Return every line of the records below that contains the string "gourd", matching case exactly.

━━ DATA SHOWN ━━

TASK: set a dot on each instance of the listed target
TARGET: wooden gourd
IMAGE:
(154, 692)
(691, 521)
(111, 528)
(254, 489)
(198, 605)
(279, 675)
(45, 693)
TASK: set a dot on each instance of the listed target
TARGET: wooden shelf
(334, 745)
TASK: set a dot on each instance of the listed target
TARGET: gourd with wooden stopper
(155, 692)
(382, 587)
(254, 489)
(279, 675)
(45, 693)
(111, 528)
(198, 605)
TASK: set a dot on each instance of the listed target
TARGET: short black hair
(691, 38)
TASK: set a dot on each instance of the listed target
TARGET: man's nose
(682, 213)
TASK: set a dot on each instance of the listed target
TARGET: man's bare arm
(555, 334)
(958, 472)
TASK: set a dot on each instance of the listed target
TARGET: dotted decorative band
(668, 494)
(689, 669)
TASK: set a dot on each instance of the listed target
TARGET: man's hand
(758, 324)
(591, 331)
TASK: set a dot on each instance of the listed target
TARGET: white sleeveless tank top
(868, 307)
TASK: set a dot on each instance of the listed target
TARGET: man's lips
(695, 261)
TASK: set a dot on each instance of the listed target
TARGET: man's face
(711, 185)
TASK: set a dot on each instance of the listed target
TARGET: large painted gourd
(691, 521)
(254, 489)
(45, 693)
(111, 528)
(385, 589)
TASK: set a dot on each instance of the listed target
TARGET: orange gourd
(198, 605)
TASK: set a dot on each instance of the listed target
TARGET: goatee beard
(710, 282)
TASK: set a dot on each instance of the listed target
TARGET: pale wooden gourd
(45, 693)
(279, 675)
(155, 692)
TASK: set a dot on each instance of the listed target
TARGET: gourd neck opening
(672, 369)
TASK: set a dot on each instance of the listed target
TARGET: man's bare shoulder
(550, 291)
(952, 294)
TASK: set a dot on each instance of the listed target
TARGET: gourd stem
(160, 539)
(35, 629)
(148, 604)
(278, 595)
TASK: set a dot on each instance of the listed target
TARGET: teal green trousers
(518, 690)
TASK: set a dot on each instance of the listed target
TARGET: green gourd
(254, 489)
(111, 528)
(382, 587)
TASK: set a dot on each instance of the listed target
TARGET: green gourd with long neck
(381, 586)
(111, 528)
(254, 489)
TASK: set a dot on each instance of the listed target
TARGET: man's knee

━━━

FULL OUTPUT:
TARGET: wooden gourd
TARGET: gourd with wooden stopper
TARGET: large painted gourd
TARGET: orange gourd
TARGET: pale wooden gourd
TARGET: gourd neck opening
TARGET: gourd stem
TARGET: green gourd
TARGET: green gourd with long neck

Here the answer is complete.